Stored items

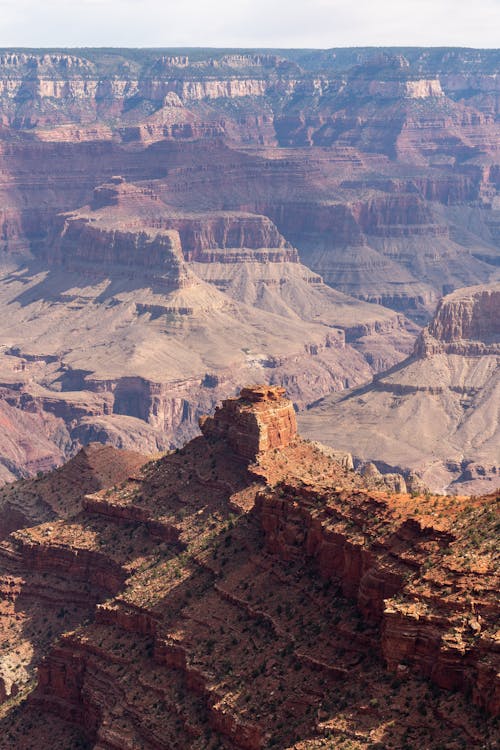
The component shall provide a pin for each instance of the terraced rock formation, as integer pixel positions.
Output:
(262, 199)
(147, 316)
(248, 592)
(436, 413)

▶ [INSTRUCTIONS FOR THE TASK]
Where pictures sit among the data above, omit them, and output the rest exactly.

▶ [ANSWER TO THIS EXERCISE]
The component shall provide a pin for each instance of the terraced rock formation, as integer pixel positions.
Output:
(262, 199)
(147, 316)
(248, 592)
(436, 413)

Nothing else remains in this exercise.